Items in a dataset
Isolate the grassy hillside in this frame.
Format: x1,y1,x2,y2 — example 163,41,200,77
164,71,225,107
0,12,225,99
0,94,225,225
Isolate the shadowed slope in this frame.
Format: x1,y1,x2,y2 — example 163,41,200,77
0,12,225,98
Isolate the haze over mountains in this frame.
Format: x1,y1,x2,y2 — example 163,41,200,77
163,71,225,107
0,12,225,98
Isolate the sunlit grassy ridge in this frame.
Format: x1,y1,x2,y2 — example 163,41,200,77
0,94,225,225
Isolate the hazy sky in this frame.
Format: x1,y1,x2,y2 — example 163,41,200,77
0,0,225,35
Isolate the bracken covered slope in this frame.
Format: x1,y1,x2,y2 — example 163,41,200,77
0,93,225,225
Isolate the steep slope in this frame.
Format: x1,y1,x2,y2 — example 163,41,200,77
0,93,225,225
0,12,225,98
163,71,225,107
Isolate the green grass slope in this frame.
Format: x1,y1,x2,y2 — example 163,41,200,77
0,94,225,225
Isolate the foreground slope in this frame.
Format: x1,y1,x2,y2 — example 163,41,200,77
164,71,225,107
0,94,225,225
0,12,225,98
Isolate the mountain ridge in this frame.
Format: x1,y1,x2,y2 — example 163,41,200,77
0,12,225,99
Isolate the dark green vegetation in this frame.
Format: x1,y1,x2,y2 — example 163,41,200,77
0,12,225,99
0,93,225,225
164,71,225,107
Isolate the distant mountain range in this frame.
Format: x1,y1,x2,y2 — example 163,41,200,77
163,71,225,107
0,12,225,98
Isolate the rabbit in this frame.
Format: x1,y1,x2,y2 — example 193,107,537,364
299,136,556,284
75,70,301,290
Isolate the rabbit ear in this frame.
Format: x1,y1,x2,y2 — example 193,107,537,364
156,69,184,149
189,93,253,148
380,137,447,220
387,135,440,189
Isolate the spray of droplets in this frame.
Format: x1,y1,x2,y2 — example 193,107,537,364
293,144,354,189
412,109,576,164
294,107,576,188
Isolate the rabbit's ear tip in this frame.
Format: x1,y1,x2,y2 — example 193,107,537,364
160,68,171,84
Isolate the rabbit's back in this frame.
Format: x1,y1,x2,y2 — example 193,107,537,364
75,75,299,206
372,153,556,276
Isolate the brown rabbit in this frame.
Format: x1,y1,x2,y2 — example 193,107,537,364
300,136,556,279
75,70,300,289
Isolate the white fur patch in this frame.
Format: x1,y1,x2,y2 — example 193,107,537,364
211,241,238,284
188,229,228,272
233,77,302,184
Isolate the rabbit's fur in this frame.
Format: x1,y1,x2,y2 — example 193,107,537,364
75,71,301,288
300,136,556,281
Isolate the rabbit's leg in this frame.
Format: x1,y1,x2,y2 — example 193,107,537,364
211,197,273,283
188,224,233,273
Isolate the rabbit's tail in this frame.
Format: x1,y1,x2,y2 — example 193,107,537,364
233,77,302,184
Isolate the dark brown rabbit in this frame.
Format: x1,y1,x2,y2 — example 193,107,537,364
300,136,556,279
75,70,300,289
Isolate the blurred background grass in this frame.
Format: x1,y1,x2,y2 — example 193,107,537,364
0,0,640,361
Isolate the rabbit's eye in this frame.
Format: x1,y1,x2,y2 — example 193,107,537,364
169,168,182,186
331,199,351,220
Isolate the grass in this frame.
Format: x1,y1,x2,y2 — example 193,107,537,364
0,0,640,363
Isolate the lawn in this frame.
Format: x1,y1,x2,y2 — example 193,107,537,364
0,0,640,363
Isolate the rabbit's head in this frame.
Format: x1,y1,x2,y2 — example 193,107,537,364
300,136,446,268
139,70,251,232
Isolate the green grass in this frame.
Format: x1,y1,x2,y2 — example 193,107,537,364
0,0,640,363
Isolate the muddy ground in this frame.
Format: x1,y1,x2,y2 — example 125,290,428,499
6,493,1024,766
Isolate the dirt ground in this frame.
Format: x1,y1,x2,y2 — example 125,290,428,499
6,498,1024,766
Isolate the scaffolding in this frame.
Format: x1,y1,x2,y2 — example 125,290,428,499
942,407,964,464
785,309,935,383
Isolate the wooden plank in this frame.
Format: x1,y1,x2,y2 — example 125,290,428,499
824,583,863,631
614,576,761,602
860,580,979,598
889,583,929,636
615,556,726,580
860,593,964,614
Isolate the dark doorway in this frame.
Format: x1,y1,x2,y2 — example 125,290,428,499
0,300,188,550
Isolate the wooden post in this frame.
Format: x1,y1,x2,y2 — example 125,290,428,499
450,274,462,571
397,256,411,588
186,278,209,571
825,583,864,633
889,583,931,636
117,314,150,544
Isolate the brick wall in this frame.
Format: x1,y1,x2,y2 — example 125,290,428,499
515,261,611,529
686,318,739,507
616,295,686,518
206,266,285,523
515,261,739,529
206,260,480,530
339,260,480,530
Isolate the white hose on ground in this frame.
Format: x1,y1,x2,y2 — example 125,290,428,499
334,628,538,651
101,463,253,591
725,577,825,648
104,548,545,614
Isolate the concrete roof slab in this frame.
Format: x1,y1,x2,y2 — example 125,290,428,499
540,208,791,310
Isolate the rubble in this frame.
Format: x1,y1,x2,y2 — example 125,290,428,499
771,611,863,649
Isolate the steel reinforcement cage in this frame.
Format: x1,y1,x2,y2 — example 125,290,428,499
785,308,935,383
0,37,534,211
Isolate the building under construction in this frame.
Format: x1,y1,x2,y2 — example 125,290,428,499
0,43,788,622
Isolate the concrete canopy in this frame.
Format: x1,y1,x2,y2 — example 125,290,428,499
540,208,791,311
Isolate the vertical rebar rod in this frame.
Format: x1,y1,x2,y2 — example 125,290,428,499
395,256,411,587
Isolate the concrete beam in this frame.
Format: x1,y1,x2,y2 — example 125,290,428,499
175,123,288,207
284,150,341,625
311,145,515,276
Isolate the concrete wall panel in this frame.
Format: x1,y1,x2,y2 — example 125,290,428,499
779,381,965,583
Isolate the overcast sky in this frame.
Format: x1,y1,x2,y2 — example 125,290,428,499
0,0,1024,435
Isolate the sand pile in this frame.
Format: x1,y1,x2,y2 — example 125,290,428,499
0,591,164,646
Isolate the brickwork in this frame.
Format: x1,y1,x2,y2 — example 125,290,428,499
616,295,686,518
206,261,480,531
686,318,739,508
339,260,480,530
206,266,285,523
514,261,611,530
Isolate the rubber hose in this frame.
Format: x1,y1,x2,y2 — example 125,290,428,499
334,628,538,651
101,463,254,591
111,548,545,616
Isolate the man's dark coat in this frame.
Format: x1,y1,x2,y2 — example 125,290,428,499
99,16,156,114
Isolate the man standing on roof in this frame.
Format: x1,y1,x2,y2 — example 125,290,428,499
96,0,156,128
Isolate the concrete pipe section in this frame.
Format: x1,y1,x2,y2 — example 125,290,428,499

AIM
Extract every line from the items above and reproduce each one unchanged.

ANSWER TO THIS TASK
Isolate the grassy hillside in this frame.
Format: x1,y1,x2,y2 — example 163,41,200,77
164,71,225,107
0,12,225,99
0,94,225,225
Isolate the shadowed slope in this frame.
Format: x1,y1,x2,y2 — example 163,41,200,77
0,12,225,98
Isolate the haze over mountains in this frame.
Format: x1,y1,x2,y2 — example 163,41,200,77
163,71,225,107
0,12,225,98
Isolate the sunlit grassy ridge in this frame.
Format: x1,y1,x2,y2 — example 163,41,200,77
0,94,225,225
Isolate the hazy sky in this frame.
Format: x1,y1,x2,y2 — example 163,41,200,77
0,0,225,35
Isolate the bracken covered slope in this frame.
Format: x1,y1,x2,y2 — example 163,41,200,77
0,93,225,225
Isolate the steep slope in this frame.
Format: x1,y1,x2,y2 — example 163,41,200,77
0,93,225,225
0,12,225,98
163,71,225,107
Isolate the green grass slope in this frame.
Format: x1,y1,x2,y2 — example 163,41,200,77
0,94,225,225
Isolate the foreground slope in this frame.
Format: x1,y1,x2,y2 — example 163,41,200,77
164,71,225,107
0,94,225,225
0,12,225,98
Isolate the mountain ridge in this frame.
Format: x1,y1,x2,y2 — example 163,41,200,77
0,12,225,99
Isolate the dark green vegetation in this frame.
Format: x1,y1,x2,y2 — example 163,41,200,77
0,12,225,99
0,93,225,225
164,71,225,107
Isolate the distant mountain range in this frame.
Format: x1,y1,x2,y2 — example 163,41,200,77
163,71,225,107
0,12,225,98
Isolate the rabbit in this frame.
Format: x1,y1,x2,y2 — example 193,107,537,364
299,136,556,284
75,70,301,290
Isolate the rabbit ear in this frame.
Format: x1,y1,x2,y2 — example 193,107,537,364
156,69,184,149
189,93,253,148
380,137,447,220
387,135,440,189
Isolate the spray of droplets in this frame.
Format: x1,y1,x2,y2 — example 193,107,537,364
293,144,354,189
412,109,576,164
294,107,576,188
Isolate the rabbit's ear tip in this frame.
Format: x1,y1,x2,y2 — example 193,107,537,364
160,68,171,84
Isolate the rabbit's back in this frame.
Format: x1,y1,x2,y2 — example 193,107,537,364
75,75,299,206
372,153,556,276
Isolate the brown rabbit in this frame.
Format: x1,y1,x2,y2 — example 193,107,537,364
300,136,556,279
75,70,300,289
Isolate the white fur patch in this frame.
Format: x1,y1,x2,y2 — example 193,107,537,364
211,241,238,284
188,229,228,272
233,77,302,184
Isolate the rabbit's fur in this frame.
Format: x1,y1,x2,y2 — example 193,107,537,364
75,71,301,288
300,136,556,281
Isolate the rabbit's leg in this frame.
Format: x1,y1,x2,y2 — example 193,107,537,364
211,197,273,283
188,224,233,273
Isolate the rabbit's tail in this frame.
Format: x1,y1,x2,y2 — example 193,107,537,364
233,77,302,184
Isolate the dark brown rabbit in this frame.
Format: x1,y1,x2,y2 — example 193,107,537,364
300,136,556,279
75,70,300,289
Isolate the blurred background grass in this frame.
Format: x1,y1,x2,y2 — example 193,107,537,364
0,0,640,361
Isolate the rabbit's eye in this frame.
Format: x1,y1,x2,y2 — example 193,107,537,364
169,168,182,186
331,199,351,220
Isolate the grass in this frame.
Format: x1,y1,x2,y2 — example 193,107,537,364
0,0,640,363
Isolate the lawn in this frame.
Format: x1,y1,x2,y2 — example 193,107,537,364
0,0,640,363
Isolate the rabbit's head in this frame.
Format: x1,y1,x2,y2 — example 193,107,537,364
300,136,446,268
139,70,251,232
Isolate the green grass in this frame.
Format: x1,y1,x2,y2 — example 193,107,537,364
0,0,640,363
Isolate the muddy ground in this frame.
Format: x1,y1,x2,y2 — example 125,290,428,499
6,493,1024,766
Isolate the dirt ground in this frame.
Format: x1,y1,x2,y2 — example 125,290,428,499
6,498,1024,766
Isolate the scaffolding in this frame.
Format: x1,y1,x2,y2 — example 125,290,428,499
942,407,964,464
785,309,935,383
Isolate the wooden plank in this frame.
Format: x1,y1,x2,y2 — example 125,290,428,499
824,583,863,631
614,576,761,602
860,580,979,598
889,583,929,636
615,556,726,580
860,593,964,614
Isolate the dark doorway in this frame.
Format: x1,y1,x2,y2 — example 125,290,428,499
0,300,188,550
Isolate the wooden post in this frame.
Format: x1,y1,x2,y2 — example 125,290,428,499
450,274,462,571
397,256,411,588
186,278,209,571
825,583,864,633
889,583,931,636
117,314,150,544
Isolate the brick wall in this frame.
Format: x1,y1,x2,y2 — example 125,290,428,499
515,261,611,529
686,318,739,507
616,295,686,518
206,266,285,523
515,261,739,529
206,260,480,530
339,260,480,530
Isolate the white hose on ground in this frame.
Format: x1,y1,x2,y2 — example 125,290,428,499
334,628,538,651
101,463,253,591
725,577,825,648
104,548,545,614
Isolate the concrete roof slab in this frame.
Format: x1,y1,x2,y2 — example 125,290,428,499
540,208,791,310
Isolate the rubble in this frame.
Format: x1,y1,x2,y2 — example 125,290,428,499
771,611,863,649
Isolate the steel reinforcement cage in this frame.
Format: x1,y1,x2,y2 — example 125,290,428,499
785,308,935,383
0,37,534,211
Isolate the building under construction in this frame.
Format: x1,y1,x2,y2 — example 125,290,428,499
0,43,788,622
Isolate the concrete canopy in this frame.
Format: x1,y1,x2,y2 — example 125,290,428,499
540,208,791,311
Isolate the vertical rebar rod in this frame.
Format: x1,y1,x2,y2 — example 125,290,428,499
395,256,411,587
Isolate the concrete beam in this frame.
Format: x1,y1,x2,y2 — example 125,290,428,499
175,123,288,207
284,150,341,625
311,145,515,276
Isolate the concrete wall panel in this frame.
Format: x1,y1,x2,y2 — example 125,290,428,499
779,381,965,583
Isolate the overcast sky in this frame.
Format: x1,y1,x2,y2 — example 125,290,428,499
0,0,1024,435
Isolate the sand pile in this frame.
Format: x1,y1,x2,y2 — example 125,290,428,499
0,591,164,646
Isolate the brickwork in this frame.
Format: x1,y1,x2,y2 — example 125,290,428,499
616,295,686,518
206,261,480,531
686,318,739,508
339,260,480,530
206,266,285,523
514,261,611,530
Isolate the rubber hose in this frame.
Format: x1,y1,x2,y2 — example 125,290,428,499
334,628,538,651
101,463,254,591
111,548,545,616
Isolate the man's dark coat in this frame.
Format: x1,y1,x2,y2 — example 125,290,428,499
99,16,156,114
Isolate the man standing on roof in this frame.
Format: x1,y1,x2,y2 — example 125,290,428,499
96,0,156,128
Isolate the concrete pipe section in this frame.
Format: x1,y1,x2,y2 — example 125,290,428,499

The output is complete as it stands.